What you are asked to do: In your copy of the entries below, keep every word exactly and leave out all images.
*** Source material Section Begins ***
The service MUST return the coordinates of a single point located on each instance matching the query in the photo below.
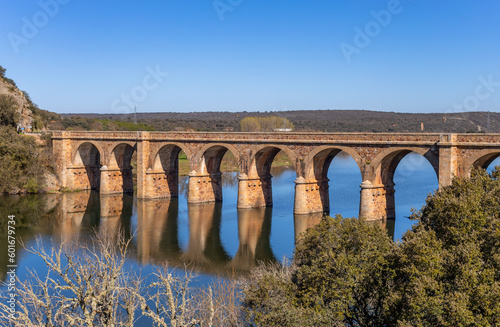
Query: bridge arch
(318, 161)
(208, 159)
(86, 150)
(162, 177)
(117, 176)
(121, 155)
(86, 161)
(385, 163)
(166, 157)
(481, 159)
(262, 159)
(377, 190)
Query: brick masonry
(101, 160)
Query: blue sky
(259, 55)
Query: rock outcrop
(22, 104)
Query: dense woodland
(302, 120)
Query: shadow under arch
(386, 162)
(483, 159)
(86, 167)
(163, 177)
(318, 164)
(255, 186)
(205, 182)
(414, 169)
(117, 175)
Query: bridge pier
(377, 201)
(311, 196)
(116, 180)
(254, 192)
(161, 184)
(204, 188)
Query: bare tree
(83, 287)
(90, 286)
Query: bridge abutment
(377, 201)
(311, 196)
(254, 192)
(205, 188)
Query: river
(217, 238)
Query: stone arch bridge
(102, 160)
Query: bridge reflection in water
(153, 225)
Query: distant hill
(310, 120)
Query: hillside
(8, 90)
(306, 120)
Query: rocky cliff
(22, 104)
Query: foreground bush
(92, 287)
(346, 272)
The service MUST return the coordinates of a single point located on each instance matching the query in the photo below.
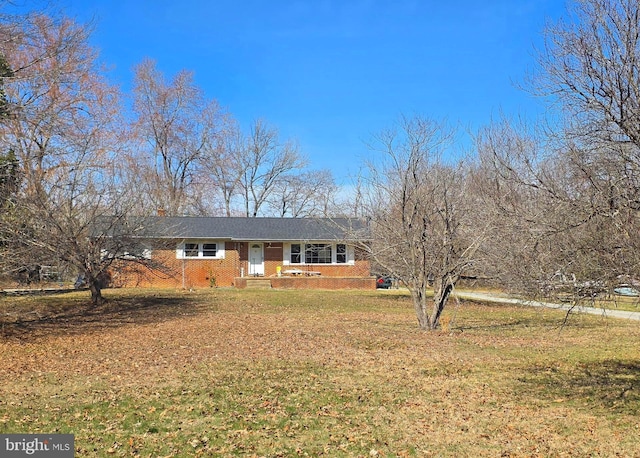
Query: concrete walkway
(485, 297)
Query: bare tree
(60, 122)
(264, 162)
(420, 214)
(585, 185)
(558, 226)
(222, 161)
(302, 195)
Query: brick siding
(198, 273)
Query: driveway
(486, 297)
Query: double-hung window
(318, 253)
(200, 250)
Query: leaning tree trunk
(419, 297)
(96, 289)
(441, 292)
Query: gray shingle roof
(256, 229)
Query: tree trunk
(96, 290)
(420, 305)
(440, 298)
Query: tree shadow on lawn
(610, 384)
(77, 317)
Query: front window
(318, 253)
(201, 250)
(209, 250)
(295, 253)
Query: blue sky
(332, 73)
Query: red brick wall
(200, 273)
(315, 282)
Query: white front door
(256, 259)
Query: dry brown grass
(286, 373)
*** Source material Section Ends ***
Your response:
The service MUST return the coordinates of a single point located on each instance matching the query in the photo below.
Query: bridge arch
(318, 161)
(208, 159)
(86, 150)
(162, 177)
(117, 176)
(121, 155)
(86, 161)
(385, 163)
(166, 157)
(481, 159)
(262, 159)
(377, 190)
Query: brick masonry
(101, 160)
Query: blue sky
(259, 55)
Query: rock outcrop
(22, 104)
Query: dense woodland
(302, 120)
Query: shadow under arch
(386, 162)
(483, 159)
(86, 167)
(163, 177)
(318, 164)
(255, 186)
(205, 182)
(414, 169)
(117, 175)
Query: bridge pier
(377, 201)
(311, 196)
(116, 180)
(254, 192)
(161, 184)
(204, 188)
Query: bare tree
(83, 287)
(90, 286)
Query: bridge abutment
(377, 201)
(311, 196)
(254, 192)
(205, 188)
Query: river
(217, 238)
Query: stone arch bridge
(102, 160)
Query: bridge reflection in water
(153, 225)
Query: distant hill
(310, 120)
Query: hillside
(8, 90)
(306, 120)
Query: rocky cliff
(22, 104)
Query: foreground bush
(92, 287)
(346, 272)
The service MUST return the coordinates of a single point located on each instance matching the query in the photo below.
Query: concrete walkway
(485, 297)
Query: bare tree
(60, 122)
(264, 162)
(420, 214)
(585, 185)
(558, 226)
(222, 161)
(302, 195)
Query: brick siding
(198, 273)
Query: driveway
(486, 297)
Query: double-hung window
(318, 253)
(200, 250)
Query: leaning tree trunk
(419, 297)
(96, 289)
(441, 292)
Query: gray shingle roof
(256, 229)
Query: tree trunk
(96, 290)
(420, 305)
(440, 298)
Query: tree shadow on lawn
(610, 384)
(77, 317)
Query: front window
(318, 253)
(201, 250)
(209, 250)
(295, 253)
Query: blue sky
(332, 73)
Query: red brick wall
(200, 273)
(315, 282)
Query: white front door
(256, 259)
Query: dry brown grass
(286, 373)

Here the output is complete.